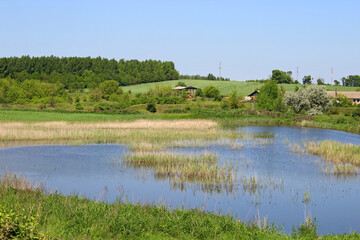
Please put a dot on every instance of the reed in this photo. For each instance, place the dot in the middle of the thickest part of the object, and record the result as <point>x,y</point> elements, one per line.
<point>155,159</point>
<point>335,152</point>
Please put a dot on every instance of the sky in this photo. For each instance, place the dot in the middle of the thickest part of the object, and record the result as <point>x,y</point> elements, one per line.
<point>249,37</point>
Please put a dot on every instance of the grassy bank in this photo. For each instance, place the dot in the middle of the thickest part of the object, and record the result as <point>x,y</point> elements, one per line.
<point>54,216</point>
<point>227,117</point>
<point>225,87</point>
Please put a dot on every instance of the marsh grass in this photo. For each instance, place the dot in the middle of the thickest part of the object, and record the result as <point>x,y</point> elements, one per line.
<point>19,182</point>
<point>336,152</point>
<point>184,168</point>
<point>254,184</point>
<point>339,159</point>
<point>156,159</point>
<point>72,217</point>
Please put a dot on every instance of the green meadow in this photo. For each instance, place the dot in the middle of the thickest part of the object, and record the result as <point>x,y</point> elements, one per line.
<point>225,87</point>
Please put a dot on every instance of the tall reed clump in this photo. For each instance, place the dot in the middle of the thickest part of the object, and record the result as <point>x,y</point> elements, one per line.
<point>336,152</point>
<point>345,157</point>
<point>184,168</point>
^^^^^^^^^^^^^^^^
▸ **Short task**: Recast every line of the records above as a Markdown table with the columns Row and Line, numbering the rows in order and skipping blank lines. Leave the pictures out.

▸ **Result for this exercise**:
| Row | Line |
|---|---|
| 1 | Please put a dot on every instance of the reed in this photo. For each instance, place the dot in the middle of the thickest part of the object, and record the result as <point>x,y</point> elements, one per line. |
| 2 | <point>155,159</point> |
| 3 | <point>335,152</point> |
| 4 | Please put a dot on every instance of the sky in this photo. For each instance, place the dot in the middle of the thickest part of the object, and record the result as <point>x,y</point> elements, one per line. |
| 5 | <point>249,37</point> |
| 6 | Please put a dot on every instance of the grassy bank in this photo. For each instance, place the dot in the middle of the thickest part of the object, and record the result as <point>x,y</point> elements, one per line. |
| 7 | <point>54,216</point> |
| 8 | <point>227,117</point> |
| 9 | <point>225,87</point> |
| 10 | Please put a dot on every instance of the marsh grass in this photo. For each instance, place the dot in the middle of the thickest part of the object, and record the result as <point>x,y</point> elements, one per line. |
| 11 | <point>19,182</point> |
| 12 | <point>336,152</point> |
| 13 | <point>184,168</point> |
| 14 | <point>254,184</point> |
| 15 | <point>339,159</point> |
| 16 | <point>156,159</point> |
| 17 | <point>72,217</point> |
| 18 | Please put a dot on every instance of the green meadow in this photo. For each instance, place the dot in the middle of the thickest part of the object, and record the result as <point>x,y</point> elements, one per line. |
| 19 | <point>225,87</point> |
| 20 | Please put a dot on every instance of the tall reed clump in this photo. For each instance, place the dot in the middle of the thickest part of the object, and record the result as <point>x,y</point> elements, one per line. |
| 21 | <point>336,152</point> |
| 22 | <point>345,157</point> |
| 23 | <point>184,168</point> |